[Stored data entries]
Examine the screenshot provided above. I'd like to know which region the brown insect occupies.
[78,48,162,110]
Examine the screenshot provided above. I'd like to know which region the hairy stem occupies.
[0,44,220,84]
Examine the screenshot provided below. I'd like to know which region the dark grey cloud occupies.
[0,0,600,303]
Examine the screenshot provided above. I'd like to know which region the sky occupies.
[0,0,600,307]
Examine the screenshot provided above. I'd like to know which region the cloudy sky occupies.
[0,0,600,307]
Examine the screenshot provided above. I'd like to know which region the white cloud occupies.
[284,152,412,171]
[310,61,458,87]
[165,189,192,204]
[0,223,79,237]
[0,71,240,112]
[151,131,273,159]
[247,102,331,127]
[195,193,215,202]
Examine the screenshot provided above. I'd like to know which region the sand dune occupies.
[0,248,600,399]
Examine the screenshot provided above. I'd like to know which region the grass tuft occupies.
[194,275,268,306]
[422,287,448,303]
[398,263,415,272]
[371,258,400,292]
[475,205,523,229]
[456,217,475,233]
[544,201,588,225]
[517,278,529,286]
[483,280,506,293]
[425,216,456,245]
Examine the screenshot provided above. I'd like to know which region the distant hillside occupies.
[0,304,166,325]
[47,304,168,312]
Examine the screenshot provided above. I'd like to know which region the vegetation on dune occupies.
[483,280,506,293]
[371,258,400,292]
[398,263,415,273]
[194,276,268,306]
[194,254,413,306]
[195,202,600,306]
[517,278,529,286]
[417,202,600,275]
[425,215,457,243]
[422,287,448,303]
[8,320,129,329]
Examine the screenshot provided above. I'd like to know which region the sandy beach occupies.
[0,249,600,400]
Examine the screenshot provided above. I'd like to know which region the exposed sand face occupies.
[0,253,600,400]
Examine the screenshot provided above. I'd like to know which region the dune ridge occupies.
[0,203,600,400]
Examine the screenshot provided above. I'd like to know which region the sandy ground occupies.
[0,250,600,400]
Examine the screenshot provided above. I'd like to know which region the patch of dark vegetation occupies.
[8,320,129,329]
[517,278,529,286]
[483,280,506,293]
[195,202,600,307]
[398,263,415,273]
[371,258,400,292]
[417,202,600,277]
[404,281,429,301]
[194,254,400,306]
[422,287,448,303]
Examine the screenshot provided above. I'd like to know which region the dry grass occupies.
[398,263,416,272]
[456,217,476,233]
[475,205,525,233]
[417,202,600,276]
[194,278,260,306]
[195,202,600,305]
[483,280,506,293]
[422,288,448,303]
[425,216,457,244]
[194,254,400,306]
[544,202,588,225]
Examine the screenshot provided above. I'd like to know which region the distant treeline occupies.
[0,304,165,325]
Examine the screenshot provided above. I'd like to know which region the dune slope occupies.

What is expected: Could you output the lines from the one containing "grass tuft occupies." through the one containing "[0,250,600,400]", both included, as a Markdown table with the columns Row and Line, skipping any blank lines?

Right answer:
| Row | Line |
|---|---|
| 1 | Examine the screenshot provided above. I'd like to know which region the grass tuft occupies. |
| 2 | [194,275,268,306] |
| 3 | [422,287,448,303] |
| 4 | [398,263,415,272] |
| 5 | [371,258,400,292] |
| 6 | [475,205,523,229] |
| 7 | [456,217,475,233] |
| 8 | [544,201,588,225] |
| 9 | [517,278,529,286] |
| 10 | [483,280,506,293] |
| 11 | [425,216,456,245] |
| 12 | Examine the screenshot provided above. I'd like to know which region the distant hillside occupies. |
| 13 | [0,304,166,325] |
| 14 | [47,304,168,312] |
| 15 | Examine the screenshot provided above. I'd like to know which region the vegetation on dune occupies. |
| 16 | [483,280,506,293] |
| 17 | [371,258,400,292] |
| 18 | [398,263,415,273] |
| 19 | [194,276,268,306] |
| 20 | [194,254,413,306] |
| 21 | [195,202,600,306] |
| 22 | [517,278,529,286] |
| 23 | [417,202,600,275] |
| 24 | [425,215,457,243] |
| 25 | [422,287,448,303] |
| 26 | [8,320,129,329] |
| 27 | Examine the screenshot provided above. I'd like to know which region the sandy beach occupies. |
| 28 | [0,249,600,400] |
| 29 | Examine the screenshot provided above. I'd like to know which region the exposed sand face occupies. |
| 30 | [0,253,600,400] |
| 31 | Examine the screenshot provided above. I'd like to know which region the dune ridge occupies. |
| 32 | [0,203,600,400] |
| 33 | Examine the screenshot provided above. I'd like to know which region the sandy ground occupies. |
| 34 | [0,250,600,400] |